* Trecho fornecido
· · · · · · ·

Os recados da rua chegam de maneira sutil, fazendo eco em cada esquina: num poste, em vigas que sustentam placas e semáforos, ou em muros. São lambe-lambes com frases curtas carregadas de sentido, como “saudade é o carinho que dói”, “palavras que entalam no peito viram poesia leve” e “o meu caderno de leituras é a rua da cidade”. Esses pequenos haikais integram o projeto #umlambepordia, do escritor e produtor cultural Leonardo Beltrão.

 


Criada na virada de 2014 para 2015, a iniciativa tem como objetivo espalhar pela cidade cartazes com aforismos e fragmentos literários criados por Beltrão. Conforme o nome sugere, a cada dia ele cola um lambe-lambe inédito nas ruas. Em quase 10 anos, já espalhou cerca de 5 mil cartazes por BH, Varginha, Rio de Janeiro, São Paulo e Salvador.

· · · · · · ·

* Dados fornecidos
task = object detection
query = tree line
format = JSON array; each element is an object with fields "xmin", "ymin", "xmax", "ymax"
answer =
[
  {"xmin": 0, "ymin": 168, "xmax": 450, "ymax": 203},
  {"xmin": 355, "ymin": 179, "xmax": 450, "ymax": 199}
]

· · · · · · ·

* Sobre o exercício
De acordo com o trecho fornecido, quantos cartazes Leonardo Beltrão já espalhou em quase 10 anos de projeto?

* Resposta do exercício
Cerca de 5 mil cartazes.